Check every line of the records below for the string "front", then report only how many lines have it.

[Natural language region descriptions]
==*==
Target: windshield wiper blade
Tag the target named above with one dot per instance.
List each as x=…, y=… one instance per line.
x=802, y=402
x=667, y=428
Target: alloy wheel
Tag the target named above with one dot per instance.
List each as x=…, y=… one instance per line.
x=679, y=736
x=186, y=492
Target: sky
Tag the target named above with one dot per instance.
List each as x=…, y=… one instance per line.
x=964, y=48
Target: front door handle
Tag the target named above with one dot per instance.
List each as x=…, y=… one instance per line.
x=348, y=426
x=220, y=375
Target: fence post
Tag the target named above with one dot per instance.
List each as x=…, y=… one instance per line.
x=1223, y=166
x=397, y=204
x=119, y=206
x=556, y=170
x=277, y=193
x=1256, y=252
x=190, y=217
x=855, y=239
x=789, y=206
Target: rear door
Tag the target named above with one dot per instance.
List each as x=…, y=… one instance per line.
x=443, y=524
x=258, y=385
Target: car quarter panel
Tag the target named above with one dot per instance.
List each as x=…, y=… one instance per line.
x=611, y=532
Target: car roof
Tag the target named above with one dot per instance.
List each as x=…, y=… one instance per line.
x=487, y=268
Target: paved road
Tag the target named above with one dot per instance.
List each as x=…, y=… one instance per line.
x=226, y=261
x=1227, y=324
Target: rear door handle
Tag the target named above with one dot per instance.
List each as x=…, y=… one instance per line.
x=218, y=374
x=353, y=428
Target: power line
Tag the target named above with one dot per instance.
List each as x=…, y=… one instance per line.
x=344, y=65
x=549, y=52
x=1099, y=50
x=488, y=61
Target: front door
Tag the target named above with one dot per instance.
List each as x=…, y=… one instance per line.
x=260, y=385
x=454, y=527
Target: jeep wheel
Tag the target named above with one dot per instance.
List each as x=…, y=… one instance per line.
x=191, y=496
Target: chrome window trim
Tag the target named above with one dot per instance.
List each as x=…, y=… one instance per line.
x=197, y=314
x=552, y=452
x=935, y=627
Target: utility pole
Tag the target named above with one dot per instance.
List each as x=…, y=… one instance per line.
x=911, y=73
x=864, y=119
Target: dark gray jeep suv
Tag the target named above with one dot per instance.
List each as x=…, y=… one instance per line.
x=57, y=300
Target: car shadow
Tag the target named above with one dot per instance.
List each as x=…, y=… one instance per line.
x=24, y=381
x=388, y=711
==*==
> **RESULT OF THE TASK**
2